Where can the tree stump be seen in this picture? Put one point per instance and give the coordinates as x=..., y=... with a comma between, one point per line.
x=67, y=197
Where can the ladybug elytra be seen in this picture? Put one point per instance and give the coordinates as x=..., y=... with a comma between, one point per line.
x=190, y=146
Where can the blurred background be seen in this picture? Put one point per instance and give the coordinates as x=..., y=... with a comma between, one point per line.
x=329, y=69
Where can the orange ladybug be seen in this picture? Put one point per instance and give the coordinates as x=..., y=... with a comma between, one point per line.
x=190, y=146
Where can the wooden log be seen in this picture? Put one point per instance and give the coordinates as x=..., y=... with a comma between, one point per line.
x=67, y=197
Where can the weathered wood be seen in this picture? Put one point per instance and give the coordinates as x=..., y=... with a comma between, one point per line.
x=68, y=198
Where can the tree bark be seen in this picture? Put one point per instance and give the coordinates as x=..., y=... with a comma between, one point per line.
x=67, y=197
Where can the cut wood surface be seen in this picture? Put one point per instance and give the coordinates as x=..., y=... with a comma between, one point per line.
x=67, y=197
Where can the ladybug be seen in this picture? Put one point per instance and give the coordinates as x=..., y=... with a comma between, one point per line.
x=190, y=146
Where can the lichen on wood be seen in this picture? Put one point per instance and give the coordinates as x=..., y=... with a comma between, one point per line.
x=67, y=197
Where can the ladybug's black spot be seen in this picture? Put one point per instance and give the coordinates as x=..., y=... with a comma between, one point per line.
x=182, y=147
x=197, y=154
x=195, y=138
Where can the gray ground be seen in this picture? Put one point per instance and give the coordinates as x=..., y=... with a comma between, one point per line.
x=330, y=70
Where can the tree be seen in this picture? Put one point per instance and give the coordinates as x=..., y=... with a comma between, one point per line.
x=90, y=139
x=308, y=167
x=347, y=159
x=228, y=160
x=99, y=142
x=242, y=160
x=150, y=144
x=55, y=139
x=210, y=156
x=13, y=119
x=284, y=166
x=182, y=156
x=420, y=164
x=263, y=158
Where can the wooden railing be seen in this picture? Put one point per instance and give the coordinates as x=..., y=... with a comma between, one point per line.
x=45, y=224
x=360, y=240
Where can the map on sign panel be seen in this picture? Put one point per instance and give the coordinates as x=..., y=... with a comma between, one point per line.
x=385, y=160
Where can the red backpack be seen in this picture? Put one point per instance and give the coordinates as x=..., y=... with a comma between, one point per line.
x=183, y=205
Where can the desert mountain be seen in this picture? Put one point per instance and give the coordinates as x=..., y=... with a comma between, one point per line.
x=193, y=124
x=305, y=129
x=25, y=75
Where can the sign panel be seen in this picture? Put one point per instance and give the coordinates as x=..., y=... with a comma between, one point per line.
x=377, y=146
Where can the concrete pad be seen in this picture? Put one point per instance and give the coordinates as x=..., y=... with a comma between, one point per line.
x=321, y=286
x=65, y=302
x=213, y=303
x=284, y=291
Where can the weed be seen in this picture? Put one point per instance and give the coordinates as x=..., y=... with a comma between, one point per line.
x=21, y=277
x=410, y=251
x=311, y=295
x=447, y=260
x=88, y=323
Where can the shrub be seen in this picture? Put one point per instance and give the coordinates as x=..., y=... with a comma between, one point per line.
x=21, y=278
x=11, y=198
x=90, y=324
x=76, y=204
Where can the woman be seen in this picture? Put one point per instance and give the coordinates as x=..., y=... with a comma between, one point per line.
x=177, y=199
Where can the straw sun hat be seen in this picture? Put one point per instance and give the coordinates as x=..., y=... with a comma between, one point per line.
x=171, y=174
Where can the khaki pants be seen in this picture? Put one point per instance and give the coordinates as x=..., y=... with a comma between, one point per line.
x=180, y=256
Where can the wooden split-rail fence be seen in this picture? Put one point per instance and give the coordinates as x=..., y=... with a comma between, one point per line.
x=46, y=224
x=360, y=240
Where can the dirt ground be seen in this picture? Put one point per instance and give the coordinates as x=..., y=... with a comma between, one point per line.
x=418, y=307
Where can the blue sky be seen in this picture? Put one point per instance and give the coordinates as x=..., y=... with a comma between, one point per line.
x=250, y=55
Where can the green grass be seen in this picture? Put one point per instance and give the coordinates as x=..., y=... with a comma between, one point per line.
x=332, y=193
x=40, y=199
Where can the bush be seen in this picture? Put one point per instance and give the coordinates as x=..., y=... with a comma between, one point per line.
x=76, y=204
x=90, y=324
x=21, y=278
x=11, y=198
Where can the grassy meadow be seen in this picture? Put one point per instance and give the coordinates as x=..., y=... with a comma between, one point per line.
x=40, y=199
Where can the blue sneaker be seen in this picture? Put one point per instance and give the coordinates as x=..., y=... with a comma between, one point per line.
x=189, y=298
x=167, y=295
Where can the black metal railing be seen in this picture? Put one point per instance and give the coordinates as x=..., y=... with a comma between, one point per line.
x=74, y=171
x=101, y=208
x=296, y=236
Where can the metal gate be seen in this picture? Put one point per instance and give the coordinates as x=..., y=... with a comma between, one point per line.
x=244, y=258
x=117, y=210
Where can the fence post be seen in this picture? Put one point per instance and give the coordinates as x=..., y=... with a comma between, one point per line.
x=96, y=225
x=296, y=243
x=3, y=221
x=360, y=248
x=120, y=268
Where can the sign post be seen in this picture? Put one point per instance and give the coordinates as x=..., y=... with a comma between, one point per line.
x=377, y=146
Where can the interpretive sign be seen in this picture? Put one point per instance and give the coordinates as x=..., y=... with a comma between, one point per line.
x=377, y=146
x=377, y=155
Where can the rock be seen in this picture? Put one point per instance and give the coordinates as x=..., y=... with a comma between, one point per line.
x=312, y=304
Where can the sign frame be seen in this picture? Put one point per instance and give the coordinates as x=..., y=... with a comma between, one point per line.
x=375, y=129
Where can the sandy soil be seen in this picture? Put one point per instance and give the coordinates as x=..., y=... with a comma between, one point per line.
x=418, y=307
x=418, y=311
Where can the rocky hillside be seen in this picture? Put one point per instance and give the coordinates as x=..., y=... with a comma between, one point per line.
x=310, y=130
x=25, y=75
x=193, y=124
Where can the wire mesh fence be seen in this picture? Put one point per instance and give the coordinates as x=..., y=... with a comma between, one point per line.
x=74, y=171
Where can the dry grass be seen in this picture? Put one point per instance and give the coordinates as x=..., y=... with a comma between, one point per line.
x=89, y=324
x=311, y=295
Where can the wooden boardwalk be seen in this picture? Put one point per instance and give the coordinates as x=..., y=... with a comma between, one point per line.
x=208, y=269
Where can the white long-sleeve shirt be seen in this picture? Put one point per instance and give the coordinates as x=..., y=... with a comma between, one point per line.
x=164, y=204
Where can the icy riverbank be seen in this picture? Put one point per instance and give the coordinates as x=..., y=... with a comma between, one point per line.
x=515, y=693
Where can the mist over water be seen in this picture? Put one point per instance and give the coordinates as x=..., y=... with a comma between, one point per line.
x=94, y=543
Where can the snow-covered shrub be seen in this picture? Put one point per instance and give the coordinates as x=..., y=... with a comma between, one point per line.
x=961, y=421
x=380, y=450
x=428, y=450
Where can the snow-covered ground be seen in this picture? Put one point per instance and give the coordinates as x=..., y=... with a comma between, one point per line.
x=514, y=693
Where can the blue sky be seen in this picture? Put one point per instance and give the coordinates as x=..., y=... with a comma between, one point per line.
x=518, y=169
----------
» **Work required**
Could you output all of the records above exactly as given?

» **Result for this exercise**
Where can the tree stump be seen in this picture? Put one point per instance and give the coordinates as x=..., y=... with a comma between, one point per line.
x=67, y=197
Where can the ladybug elytra be seen in this picture? Put one point per instance and give the coordinates as x=..., y=... with a comma between, one point per line.
x=190, y=146
Where can the blurred background be seen in this picture? Put one point per instance and give the coordinates as x=..., y=... with a comma between, one point per line.
x=329, y=69
Where can the orange ladybug be seen in this picture? Put one point per instance and give the coordinates as x=..., y=... with a comma between, one point per line.
x=190, y=146
Where can the wooden log be seen in this picture? Put one point per instance and give the coordinates as x=..., y=... with a comma between, one point per line.
x=67, y=197
Where can the weathered wood be seen in this picture? Put one point per instance and give the coordinates as x=..., y=... with a comma between, one point per line.
x=68, y=198
Where can the tree bark be seen in this picture? Put one point per instance and give the coordinates as x=..., y=... with a comma between, one point per line.
x=67, y=197
Where can the cut wood surface be seen in this picture? Put one point per instance and give the coordinates as x=..., y=... with a comma between, one point per line.
x=67, y=197
Where can the ladybug be seen in this picture? Put one point per instance and give the coordinates as x=..., y=... with a comma between, one point per line.
x=190, y=146
Where can the lichen on wood be seen in this picture? Put one point per instance and give the coordinates as x=..., y=... with a comma between, one point per line.
x=67, y=197
Where can the ladybug's black spot be seen in this picture? Put one point per instance and give the coordinates as x=..., y=... with a comma between, one point per line.
x=182, y=147
x=197, y=154
x=195, y=138
Where can the gray ground be seen in this picture? Put one point per instance and give the coordinates as x=..., y=... with a comma between, one point per line.
x=330, y=70
Where can the tree be seen in this picture? Put one point per instance and give the coordinates as x=..., y=... with a comma between, one point per line.
x=90, y=139
x=308, y=167
x=347, y=159
x=228, y=160
x=99, y=142
x=242, y=160
x=150, y=144
x=55, y=139
x=210, y=156
x=13, y=119
x=284, y=166
x=182, y=156
x=420, y=164
x=263, y=158
Where can the wooden railing be seen in this picture? Put one point per instance and give the coordinates as x=..., y=... with a comma between, one point per line.
x=45, y=224
x=360, y=240
Where can the map on sign panel be seen in this picture? Put one point per instance and give the coordinates as x=..., y=... with a comma between, one point per line.
x=385, y=160
Where can the red backpack be seen in this picture? Put one point per instance and give the coordinates as x=..., y=... with a comma between, one point per line.
x=183, y=205
Where can the desert mountain be seen in this picture? Put one point per instance and give the coordinates as x=..., y=... with a comma between, one point per line.
x=193, y=124
x=305, y=129
x=25, y=75
Where can the sign panel be seen in this picture? Put one point per instance and give the coordinates as x=..., y=... with a comma between, one point per line.
x=377, y=146
Where can the concrete pad be seen in this picture? Put one point per instance and give the coordinates as x=..., y=... with a comma between, one point per line.
x=321, y=286
x=65, y=302
x=213, y=303
x=284, y=291
Where can the weed be seen in this picture? Put one point per instance and give the coordinates as x=..., y=... with a comma between, one point per line.
x=21, y=277
x=410, y=251
x=311, y=295
x=447, y=260
x=88, y=323
Where can the shrub be seen in this picture? Put one point per instance and give the coordinates as x=..., y=... with a comma between, one point per line.
x=21, y=278
x=11, y=198
x=90, y=324
x=76, y=204
Where can the woman be seen in this picture? Put one point per instance and give the coordinates as x=..., y=... with a comma between, one point per line.
x=177, y=199
Where can the straw sun hat be seen in this picture? Put one point per instance and give the coordinates as x=..., y=... with a comma between, one point per line.
x=171, y=174
Where can the khaki pants be seen in this picture? Put one point per instance and give the coordinates as x=..., y=... with a comma between, one point per line.
x=180, y=256
Where can the wooden split-rail fence be seen in this picture? Put one point per instance and give the coordinates as x=..., y=... with a comma between, one point per line.
x=46, y=224
x=360, y=240
Where can the dirt ground be seen in this picture? Put one point per instance and give the coordinates as x=..., y=... with a comma between, one point per line.
x=418, y=307
Where can the blue sky be seen in this picture? Put one point per instance and give the coordinates as x=..., y=... with a comma between, one point per line.
x=250, y=55
Where can the green grass be seen in this picture? Put one point per instance and give the coordinates as x=..., y=... with a comma between, one point per line.
x=332, y=193
x=40, y=199
Where can the bush be seen in this picture? Put one point per instance and give the coordinates as x=..., y=... with a comma between, one point per line.
x=76, y=204
x=90, y=324
x=21, y=278
x=11, y=198
Where can the grassy meadow be seen in this picture? Put one point per instance and give the coordinates as x=..., y=... with a comma between, one point per line.
x=40, y=199
Where can the blue sneaker be seen in this picture? Put one point per instance and give the coordinates as x=..., y=... with a comma between, one point per line.
x=189, y=298
x=167, y=295
Where can the black metal railing be seen in this picture? Put one point per instance and give the coordinates as x=..., y=... with a comma between, one point per line.
x=74, y=171
x=101, y=208
x=296, y=236
Where can the metal gate be seen in this picture? Put one point per instance and give the coordinates as x=..., y=... with a comma between, one point per line.
x=244, y=258
x=117, y=210
Where can the fence post be seen in this picture? Put one point per instance and give the coordinates as x=..., y=... with a comma between, one point per line.
x=96, y=225
x=296, y=243
x=3, y=221
x=360, y=248
x=120, y=268
Where can the sign post be seen in this picture? Put one point per instance and give the coordinates as x=..., y=... with a comma between, one point per line.
x=377, y=146
Where can the interpretive sign be seen in this picture? Put one point per instance and give the coordinates as x=..., y=... with a comma between, one point per line.
x=377, y=146
x=377, y=155
Where can the rock be seen in this picture? Put one point per instance and give the coordinates as x=..., y=... with a comma between, one point per line.
x=312, y=304
Where can the sign frame be seen in this picture? Put one point per instance and give the coordinates as x=..., y=... with a comma between, one point per line.
x=375, y=129
Where can the sandy soil be seen in this picture? Put one point per instance and give the coordinates as x=..., y=... with a comma between, one point per line.
x=418, y=307
x=418, y=311
Where can the rocky hillside be seen in this picture? Put one point per instance and give the coordinates as x=..., y=... with a comma between, one point per line.
x=310, y=130
x=25, y=75
x=193, y=124
Where can the wire mesh fence be seen in this picture? Put one point per instance and give the coordinates as x=..., y=... with a comma between, one point per line.
x=74, y=171
Where can the dry grass be seen in this picture? Put one point per instance and give the coordinates as x=..., y=... with a comma between, one point per line.
x=89, y=324
x=311, y=295
Where can the wooden boardwalk be seen in this picture? Put one point per instance and give the coordinates as x=..., y=... with a comma between, one point per line.
x=208, y=269
Where can the white long-sleeve shirt be seen in this picture? Put one point per instance and give the coordinates as x=..., y=... with a comma between, one point per line.
x=164, y=204
Where can the icy riverbank be seen in this picture? Put one point per instance and give the coordinates as x=..., y=... with a comma between, one point per line.
x=515, y=693
Where can the mist over water be seen in this picture? Put one point per instance and give the coordinates as x=..., y=... with a comma between, one point per line.
x=94, y=543
Where can the snow-covered shrub be seen in this picture? Put one point per instance and give the coordinates as x=..., y=... with a comma between, one point per line.
x=961, y=421
x=380, y=450
x=428, y=450
Where can the snow-covered ground be seen in this picture? Put one point per instance and give the coordinates as x=..., y=... with a comma between, one point per line.
x=514, y=693
Where can the blue sky be seen in this picture? Put one point per instance and give the coordinates as x=..., y=... with a comma between, one point per line.
x=518, y=169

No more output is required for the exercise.